───── Data to use ─────

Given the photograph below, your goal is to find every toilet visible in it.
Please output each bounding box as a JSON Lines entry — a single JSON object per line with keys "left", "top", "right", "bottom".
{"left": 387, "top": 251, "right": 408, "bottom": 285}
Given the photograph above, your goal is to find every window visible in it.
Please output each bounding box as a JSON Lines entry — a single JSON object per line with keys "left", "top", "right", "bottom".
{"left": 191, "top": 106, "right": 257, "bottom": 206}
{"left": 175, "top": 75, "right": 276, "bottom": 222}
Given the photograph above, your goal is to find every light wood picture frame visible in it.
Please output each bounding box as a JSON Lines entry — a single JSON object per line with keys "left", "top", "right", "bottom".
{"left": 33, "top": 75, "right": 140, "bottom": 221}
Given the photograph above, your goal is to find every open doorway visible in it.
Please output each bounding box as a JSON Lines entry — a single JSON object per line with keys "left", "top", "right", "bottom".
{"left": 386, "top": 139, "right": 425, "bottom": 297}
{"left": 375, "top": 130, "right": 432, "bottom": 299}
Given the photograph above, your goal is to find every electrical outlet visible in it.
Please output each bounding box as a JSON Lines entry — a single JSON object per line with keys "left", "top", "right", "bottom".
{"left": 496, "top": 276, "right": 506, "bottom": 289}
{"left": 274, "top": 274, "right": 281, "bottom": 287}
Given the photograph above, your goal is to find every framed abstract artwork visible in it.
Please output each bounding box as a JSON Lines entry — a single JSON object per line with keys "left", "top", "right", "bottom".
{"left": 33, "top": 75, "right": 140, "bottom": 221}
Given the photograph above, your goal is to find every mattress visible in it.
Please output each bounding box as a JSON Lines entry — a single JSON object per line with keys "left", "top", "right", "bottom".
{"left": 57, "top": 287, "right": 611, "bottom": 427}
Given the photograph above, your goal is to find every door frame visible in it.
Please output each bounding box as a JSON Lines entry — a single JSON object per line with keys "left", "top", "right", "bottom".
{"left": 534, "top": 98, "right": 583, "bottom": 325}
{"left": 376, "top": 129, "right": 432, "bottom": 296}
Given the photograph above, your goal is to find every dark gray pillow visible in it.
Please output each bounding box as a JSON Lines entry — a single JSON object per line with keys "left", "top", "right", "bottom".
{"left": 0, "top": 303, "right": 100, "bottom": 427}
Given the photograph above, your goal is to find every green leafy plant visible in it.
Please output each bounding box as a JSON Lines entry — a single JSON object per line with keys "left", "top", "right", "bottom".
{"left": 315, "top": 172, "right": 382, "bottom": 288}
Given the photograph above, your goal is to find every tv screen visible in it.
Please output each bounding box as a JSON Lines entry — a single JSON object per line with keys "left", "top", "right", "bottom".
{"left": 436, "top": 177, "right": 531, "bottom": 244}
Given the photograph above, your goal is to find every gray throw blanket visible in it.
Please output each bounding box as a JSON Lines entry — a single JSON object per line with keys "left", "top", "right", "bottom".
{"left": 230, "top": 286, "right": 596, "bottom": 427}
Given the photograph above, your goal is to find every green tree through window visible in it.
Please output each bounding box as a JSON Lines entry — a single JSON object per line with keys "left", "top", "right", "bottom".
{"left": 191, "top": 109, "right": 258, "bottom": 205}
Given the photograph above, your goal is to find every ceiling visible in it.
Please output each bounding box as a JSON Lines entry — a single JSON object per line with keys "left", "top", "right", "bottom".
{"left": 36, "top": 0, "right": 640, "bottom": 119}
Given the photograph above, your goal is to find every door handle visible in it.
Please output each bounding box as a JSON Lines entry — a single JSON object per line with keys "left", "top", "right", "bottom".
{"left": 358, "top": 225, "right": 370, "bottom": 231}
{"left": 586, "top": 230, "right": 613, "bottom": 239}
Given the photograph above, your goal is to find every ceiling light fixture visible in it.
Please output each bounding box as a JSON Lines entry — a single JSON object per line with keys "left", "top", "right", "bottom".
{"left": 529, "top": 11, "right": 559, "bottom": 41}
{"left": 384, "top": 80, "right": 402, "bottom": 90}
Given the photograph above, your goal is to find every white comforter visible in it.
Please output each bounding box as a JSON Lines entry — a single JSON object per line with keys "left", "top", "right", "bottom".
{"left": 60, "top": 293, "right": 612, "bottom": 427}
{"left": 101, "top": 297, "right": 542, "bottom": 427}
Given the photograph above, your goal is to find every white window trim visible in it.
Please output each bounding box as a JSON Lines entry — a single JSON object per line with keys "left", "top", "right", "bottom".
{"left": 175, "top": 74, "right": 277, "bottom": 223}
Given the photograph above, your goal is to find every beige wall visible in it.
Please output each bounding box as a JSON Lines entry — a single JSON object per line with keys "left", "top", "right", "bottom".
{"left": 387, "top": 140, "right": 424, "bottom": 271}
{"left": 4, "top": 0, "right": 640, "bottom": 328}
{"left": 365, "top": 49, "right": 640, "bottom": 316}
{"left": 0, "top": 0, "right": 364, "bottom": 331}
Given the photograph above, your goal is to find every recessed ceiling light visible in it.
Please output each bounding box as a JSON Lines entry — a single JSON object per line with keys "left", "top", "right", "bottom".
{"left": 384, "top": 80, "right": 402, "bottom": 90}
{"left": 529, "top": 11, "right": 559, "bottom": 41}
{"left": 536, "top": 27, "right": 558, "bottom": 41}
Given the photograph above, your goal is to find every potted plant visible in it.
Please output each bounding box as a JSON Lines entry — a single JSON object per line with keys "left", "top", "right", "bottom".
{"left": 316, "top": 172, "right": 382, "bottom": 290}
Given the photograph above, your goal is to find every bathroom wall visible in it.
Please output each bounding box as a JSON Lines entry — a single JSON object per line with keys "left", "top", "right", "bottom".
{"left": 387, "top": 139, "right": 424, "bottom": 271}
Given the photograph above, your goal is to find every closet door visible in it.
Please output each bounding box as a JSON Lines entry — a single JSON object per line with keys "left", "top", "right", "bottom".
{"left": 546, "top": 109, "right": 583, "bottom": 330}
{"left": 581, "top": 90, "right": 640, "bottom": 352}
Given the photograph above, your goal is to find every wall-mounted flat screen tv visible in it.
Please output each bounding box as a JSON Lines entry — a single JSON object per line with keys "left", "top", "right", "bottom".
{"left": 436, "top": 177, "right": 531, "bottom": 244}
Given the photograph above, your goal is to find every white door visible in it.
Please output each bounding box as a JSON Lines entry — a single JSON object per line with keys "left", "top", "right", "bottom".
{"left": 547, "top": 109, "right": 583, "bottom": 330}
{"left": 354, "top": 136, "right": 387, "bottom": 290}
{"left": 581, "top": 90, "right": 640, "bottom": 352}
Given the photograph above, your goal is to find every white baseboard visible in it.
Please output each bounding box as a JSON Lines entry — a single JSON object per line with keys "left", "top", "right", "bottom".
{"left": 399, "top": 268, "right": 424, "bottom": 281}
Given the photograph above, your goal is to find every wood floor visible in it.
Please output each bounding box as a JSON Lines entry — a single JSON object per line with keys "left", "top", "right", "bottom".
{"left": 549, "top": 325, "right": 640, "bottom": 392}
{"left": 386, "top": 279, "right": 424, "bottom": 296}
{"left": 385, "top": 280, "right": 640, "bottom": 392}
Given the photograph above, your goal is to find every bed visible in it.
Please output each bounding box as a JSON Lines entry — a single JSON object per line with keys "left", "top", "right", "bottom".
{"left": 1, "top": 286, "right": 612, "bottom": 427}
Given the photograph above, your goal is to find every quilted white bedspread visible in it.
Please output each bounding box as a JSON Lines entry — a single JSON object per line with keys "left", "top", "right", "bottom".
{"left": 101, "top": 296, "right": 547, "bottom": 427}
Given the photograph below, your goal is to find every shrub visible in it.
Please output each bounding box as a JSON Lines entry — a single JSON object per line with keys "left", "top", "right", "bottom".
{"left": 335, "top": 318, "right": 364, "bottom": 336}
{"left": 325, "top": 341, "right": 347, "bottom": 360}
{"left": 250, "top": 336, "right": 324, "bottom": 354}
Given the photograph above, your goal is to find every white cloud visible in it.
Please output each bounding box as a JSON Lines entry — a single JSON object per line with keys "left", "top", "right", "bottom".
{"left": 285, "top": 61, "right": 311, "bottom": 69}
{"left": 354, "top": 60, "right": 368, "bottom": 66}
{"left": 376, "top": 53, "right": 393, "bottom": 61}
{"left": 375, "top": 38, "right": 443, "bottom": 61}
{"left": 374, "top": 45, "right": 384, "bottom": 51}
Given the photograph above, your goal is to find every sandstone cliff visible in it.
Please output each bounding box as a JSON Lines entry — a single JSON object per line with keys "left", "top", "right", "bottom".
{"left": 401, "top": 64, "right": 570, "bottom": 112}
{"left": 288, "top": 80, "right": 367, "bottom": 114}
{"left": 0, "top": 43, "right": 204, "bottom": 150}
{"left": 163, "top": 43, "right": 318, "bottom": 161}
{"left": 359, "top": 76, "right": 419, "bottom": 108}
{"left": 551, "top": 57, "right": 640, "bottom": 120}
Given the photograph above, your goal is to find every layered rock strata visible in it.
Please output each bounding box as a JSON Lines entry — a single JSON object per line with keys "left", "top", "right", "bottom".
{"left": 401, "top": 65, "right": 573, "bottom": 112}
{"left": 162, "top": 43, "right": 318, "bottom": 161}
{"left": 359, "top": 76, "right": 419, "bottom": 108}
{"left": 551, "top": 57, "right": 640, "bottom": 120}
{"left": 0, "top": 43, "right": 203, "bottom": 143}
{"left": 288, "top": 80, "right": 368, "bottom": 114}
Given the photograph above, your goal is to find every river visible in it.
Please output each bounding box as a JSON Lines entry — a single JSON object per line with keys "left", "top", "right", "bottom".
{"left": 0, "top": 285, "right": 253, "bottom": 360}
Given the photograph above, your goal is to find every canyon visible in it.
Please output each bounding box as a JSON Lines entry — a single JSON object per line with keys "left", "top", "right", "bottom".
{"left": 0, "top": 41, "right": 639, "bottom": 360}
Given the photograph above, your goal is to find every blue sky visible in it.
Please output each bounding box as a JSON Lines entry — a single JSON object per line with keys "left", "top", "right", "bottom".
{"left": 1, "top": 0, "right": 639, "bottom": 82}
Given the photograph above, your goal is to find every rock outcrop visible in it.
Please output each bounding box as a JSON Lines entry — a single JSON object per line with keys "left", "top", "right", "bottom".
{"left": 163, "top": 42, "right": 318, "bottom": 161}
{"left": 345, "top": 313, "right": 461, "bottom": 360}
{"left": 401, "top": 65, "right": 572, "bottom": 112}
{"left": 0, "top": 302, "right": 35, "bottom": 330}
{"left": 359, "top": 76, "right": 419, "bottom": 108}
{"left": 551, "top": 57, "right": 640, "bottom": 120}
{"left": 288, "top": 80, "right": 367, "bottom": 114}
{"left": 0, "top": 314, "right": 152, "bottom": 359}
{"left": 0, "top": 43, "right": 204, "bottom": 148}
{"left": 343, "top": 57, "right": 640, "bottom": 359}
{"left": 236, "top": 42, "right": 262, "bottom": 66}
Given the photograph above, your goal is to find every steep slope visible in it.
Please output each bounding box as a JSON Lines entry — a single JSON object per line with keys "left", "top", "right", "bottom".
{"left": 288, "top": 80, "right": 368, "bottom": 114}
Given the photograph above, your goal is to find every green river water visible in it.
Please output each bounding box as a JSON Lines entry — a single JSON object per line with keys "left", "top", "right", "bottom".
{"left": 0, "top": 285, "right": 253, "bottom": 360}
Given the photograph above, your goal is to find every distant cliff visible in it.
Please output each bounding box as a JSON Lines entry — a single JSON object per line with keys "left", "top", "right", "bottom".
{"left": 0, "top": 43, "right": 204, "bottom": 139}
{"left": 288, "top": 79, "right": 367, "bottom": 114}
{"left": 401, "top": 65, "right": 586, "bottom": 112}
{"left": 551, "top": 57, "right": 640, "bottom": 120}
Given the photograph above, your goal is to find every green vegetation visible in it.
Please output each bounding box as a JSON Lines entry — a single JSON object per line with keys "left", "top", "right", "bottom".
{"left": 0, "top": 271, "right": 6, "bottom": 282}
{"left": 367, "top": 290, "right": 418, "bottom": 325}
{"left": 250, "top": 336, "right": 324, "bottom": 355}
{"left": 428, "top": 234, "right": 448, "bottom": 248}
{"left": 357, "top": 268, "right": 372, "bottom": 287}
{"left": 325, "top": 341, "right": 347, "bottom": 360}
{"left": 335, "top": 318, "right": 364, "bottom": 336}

─────

**Work task**
Tally up the lines of the data above where the string "window" appears, and give only the count.

**Reply**
3